SELECTED PASSAGE:

The current state of American sanctuary cities

Sanctuary cities are buckling under the pressure of the influx of asylum-seekers

A bus carrying migrants.
Sanctuary cities are struggling to keep up with the influx of migrants.
(Image credit: Illustrated/Gettyimages)

Immigration continues to be one of the most polarizing issues in the U.S. The ongoing struggle between border states like Texas and Florida and sanctuary cities across the country embodies that tension. Since last year, thousands of people who showed up at the border seeking refuge have been mass relocated to sanctuary cities to protest the Biden administration's immigration policies. Leaders in these cities have begged the federal government to step in as the influx of immigrants has outpaced the resources they have to offer.

SET EXERCISE: Reproduce the part of the sanctuary cities passage from "The current state" to "have to offer.". The lines that follow have nothing to do with the passage on sanctuary cities.

DATASET ROWS:
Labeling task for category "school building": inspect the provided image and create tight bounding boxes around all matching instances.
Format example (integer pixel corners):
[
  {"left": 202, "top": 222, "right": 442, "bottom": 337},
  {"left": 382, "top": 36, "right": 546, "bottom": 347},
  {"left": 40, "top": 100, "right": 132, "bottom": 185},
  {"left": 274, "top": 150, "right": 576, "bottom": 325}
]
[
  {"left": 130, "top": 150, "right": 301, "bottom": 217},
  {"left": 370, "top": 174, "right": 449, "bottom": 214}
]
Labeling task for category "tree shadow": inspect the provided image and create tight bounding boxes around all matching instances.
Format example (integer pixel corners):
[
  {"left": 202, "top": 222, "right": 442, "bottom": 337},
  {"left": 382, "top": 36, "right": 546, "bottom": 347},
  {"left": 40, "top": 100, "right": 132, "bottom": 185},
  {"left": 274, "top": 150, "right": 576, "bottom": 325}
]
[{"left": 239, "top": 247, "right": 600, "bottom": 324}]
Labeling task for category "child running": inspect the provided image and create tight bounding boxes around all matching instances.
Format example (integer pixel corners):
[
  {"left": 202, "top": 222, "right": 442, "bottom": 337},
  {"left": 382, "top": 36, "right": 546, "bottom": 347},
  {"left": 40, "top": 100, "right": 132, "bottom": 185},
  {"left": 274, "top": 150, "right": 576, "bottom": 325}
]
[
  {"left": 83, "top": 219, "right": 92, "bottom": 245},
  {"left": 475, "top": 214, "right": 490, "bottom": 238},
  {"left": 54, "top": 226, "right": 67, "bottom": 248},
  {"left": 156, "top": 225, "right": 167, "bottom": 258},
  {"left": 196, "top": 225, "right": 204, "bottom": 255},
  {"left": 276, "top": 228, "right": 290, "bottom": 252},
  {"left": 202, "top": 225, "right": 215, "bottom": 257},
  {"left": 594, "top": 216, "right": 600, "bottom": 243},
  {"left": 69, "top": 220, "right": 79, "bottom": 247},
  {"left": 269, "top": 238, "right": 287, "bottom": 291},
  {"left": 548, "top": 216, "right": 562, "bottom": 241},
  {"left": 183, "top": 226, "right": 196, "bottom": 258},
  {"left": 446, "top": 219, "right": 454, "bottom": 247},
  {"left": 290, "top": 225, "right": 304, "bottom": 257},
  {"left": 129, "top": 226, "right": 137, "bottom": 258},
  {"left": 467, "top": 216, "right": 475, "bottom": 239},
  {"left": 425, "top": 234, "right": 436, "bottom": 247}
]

WORKED SOLUTION:
The current state of American sanctuary cities

Sanctuary cities are buckling under the pressure of the influx of asylum-seekers

A bus carrying migrants.
Sanctuary cities are struggling to keep up with the influx of migrants.
(Image credit: Illustrated/Gettyimages)

Immigration continues to be one of the most polarizing issues in the U.S. The ongoing struggle between border states like Texas and Florida and sanctuary cities across the country embodies that tension. Since last year, thousands of people who showed up at the border seeking refuge have been mass relocated to sanctuary cities to protest the Biden administration's immigration policies. Leaders in these cities have begged the federal government to step in as the influx of immigrants has outpaced the resources they have to offer.